> [GIVEN PROBLEM 1]: In the film review, which horror novelist did McKee work with to conceive The Woman?
— START OF EXCERPTED TEXT —
Lucky McKee’s striking 2002 horror-comedy May re-imagined the Frankenstein myth through the story of a young woman so isolated and antisocial that her only real relationship is with a creepy, handmade doll encased in glass. McKee’s new provocation, The Woman, extends his sympathies to another female in extreme isolation, this time a feral “savage” who’s captured in the Northeast woods and given a brutal introduction to civilization. Conceived in collaboration with horror novelist Jack Ketchum—the two released The Woman in book form in May 2011—The Woman is a feminist exploitation movie, and while that may sound like a contradiction in terms, McKee and Ketchum are all too happy to splash around in such choppy waters. They attack the patriarchy via gory scenes of women being physically, psychologically, and sexually abused. For many feminists, the film will likely be a “With friends like these…” proposition.
— END OF EXCERPTED TEXT —
— START OF MATERIAL PROVIDED —
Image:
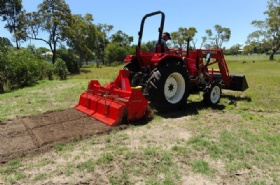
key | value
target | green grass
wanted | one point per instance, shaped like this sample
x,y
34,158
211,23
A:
x,y
242,133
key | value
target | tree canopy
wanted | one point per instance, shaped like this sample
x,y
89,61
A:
x,y
268,30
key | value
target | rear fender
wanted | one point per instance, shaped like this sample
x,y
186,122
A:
x,y
165,58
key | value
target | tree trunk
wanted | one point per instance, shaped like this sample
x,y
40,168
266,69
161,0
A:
x,y
271,57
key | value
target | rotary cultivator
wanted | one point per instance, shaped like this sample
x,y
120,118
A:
x,y
163,80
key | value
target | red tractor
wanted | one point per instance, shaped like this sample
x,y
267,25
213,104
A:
x,y
165,79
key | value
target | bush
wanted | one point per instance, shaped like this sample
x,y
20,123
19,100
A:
x,y
60,69
22,69
46,70
114,53
70,59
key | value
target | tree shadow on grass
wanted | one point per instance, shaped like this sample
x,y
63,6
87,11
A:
x,y
193,108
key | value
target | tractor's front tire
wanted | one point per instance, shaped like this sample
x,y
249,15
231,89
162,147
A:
x,y
168,87
212,94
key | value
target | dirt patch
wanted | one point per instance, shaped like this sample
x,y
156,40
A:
x,y
25,135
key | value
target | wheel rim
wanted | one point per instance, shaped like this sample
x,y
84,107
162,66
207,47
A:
x,y
215,94
174,88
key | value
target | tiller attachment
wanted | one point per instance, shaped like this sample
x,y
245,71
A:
x,y
114,102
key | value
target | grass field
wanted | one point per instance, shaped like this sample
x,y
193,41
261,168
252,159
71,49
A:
x,y
237,142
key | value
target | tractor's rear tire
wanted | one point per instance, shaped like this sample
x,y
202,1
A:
x,y
168,87
212,94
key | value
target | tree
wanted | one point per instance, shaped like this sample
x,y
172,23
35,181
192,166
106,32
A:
x,y
122,39
102,40
234,50
11,11
268,32
222,35
81,36
114,53
53,17
5,41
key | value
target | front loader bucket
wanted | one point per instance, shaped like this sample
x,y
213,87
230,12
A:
x,y
114,102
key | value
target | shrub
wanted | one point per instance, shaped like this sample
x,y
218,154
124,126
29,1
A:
x,y
114,53
70,59
22,69
60,69
45,70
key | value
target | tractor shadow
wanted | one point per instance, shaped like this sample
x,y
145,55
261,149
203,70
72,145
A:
x,y
193,107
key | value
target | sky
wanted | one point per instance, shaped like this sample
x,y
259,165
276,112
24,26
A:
x,y
126,15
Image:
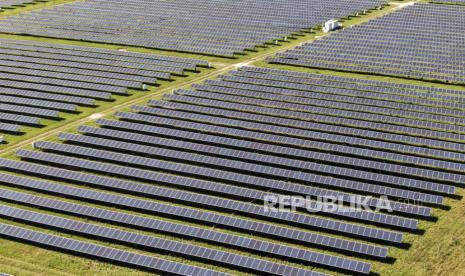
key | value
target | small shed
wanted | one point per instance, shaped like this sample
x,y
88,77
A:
x,y
331,25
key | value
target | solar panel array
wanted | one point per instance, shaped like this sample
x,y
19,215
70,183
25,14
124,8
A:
x,y
210,155
11,3
44,81
101,252
207,27
419,41
459,2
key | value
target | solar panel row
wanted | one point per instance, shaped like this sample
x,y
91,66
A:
x,y
308,256
206,156
418,41
44,81
173,247
215,28
102,252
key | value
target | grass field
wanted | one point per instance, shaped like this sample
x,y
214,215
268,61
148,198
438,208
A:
x,y
439,251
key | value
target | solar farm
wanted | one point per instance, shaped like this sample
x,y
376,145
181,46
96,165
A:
x,y
209,137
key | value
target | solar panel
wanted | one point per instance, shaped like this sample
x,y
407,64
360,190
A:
x,y
101,252
174,247
305,221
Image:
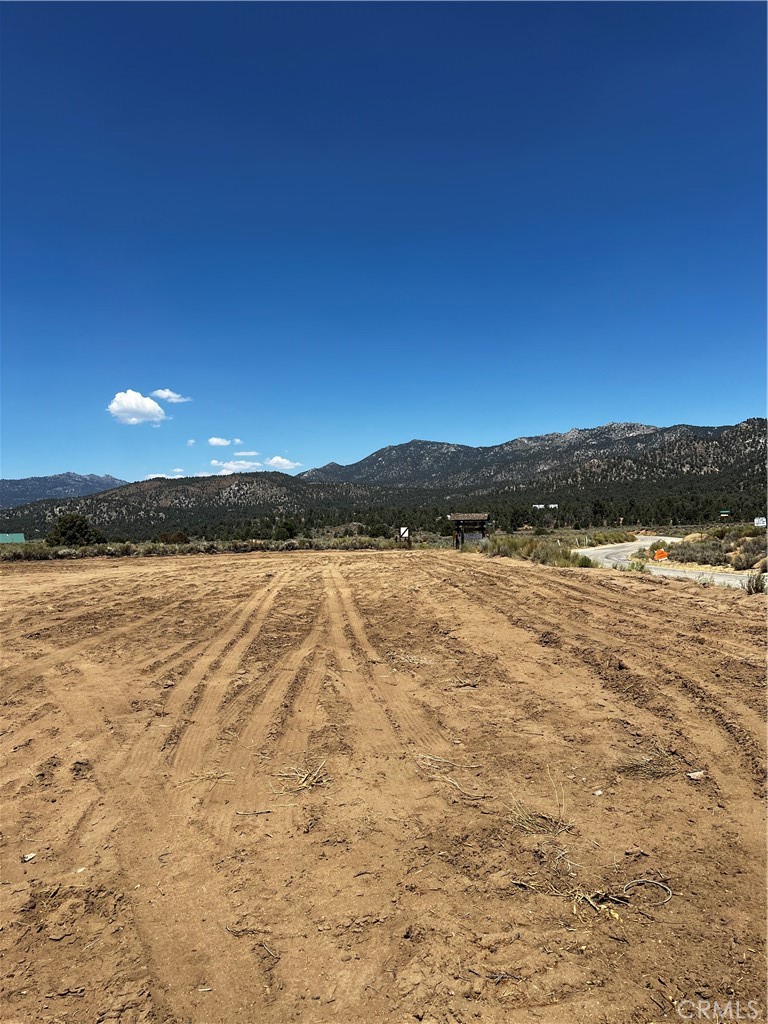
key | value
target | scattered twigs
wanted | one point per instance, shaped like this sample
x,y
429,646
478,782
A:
x,y
651,882
442,761
501,976
209,776
303,778
451,781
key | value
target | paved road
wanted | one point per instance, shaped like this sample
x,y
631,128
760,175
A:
x,y
620,555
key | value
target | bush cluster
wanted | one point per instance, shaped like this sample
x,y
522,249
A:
x,y
544,550
37,551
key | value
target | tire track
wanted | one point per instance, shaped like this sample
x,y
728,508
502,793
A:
x,y
220,656
646,676
411,725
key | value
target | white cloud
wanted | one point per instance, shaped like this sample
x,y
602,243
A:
x,y
131,408
165,394
236,466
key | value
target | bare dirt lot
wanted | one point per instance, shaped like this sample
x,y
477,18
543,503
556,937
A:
x,y
378,786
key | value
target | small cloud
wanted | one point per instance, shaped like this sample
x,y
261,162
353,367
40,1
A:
x,y
236,466
278,462
165,394
132,408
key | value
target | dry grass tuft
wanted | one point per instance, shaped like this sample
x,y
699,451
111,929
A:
x,y
656,764
539,822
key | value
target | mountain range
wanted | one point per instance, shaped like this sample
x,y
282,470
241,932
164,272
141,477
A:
x,y
614,452
34,488
621,471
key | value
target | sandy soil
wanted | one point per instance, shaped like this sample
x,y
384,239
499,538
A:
x,y
378,786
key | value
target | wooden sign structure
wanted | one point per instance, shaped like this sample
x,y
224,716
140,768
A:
x,y
468,522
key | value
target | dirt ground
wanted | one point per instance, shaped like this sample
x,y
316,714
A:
x,y
378,786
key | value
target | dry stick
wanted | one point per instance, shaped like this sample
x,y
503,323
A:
x,y
651,882
208,777
453,764
472,796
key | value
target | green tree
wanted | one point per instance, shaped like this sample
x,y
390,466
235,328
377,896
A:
x,y
74,530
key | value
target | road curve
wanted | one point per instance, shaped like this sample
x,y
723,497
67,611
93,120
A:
x,y
620,555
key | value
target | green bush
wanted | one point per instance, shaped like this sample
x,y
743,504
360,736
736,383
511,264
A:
x,y
704,552
74,530
755,583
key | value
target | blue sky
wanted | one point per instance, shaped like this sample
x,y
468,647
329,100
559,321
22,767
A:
x,y
339,226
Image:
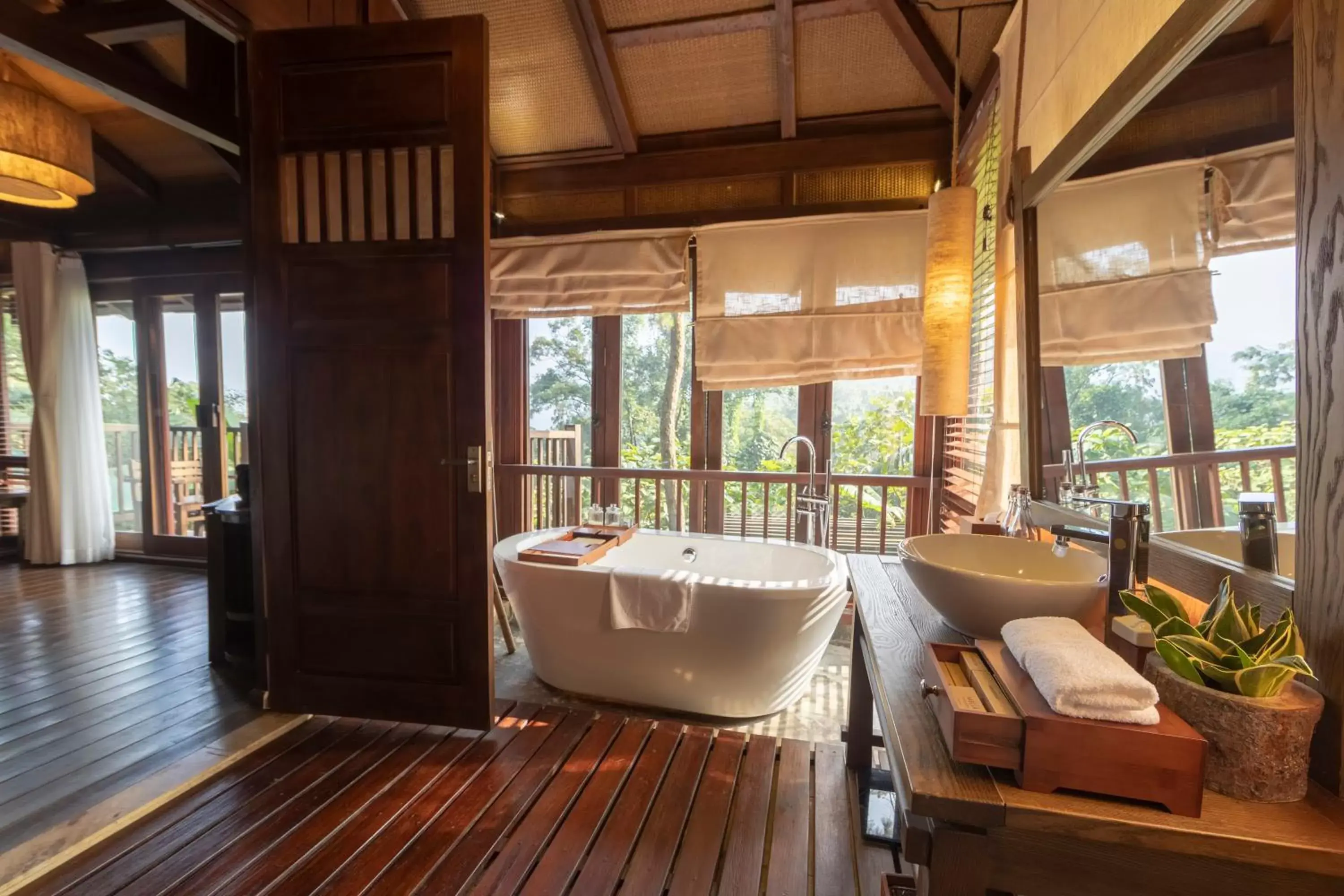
— END OF MATERIAL PROVIDED —
> [GIVEN PROBLEM 2]: Pick out every line in the records that contains the word "green". Matching is case-sensitive.

> [TASK ANSWER 1]: Jack Ketchum

> [TASK ANSWER 2]:
target | green grass
target | green tree
target | green bush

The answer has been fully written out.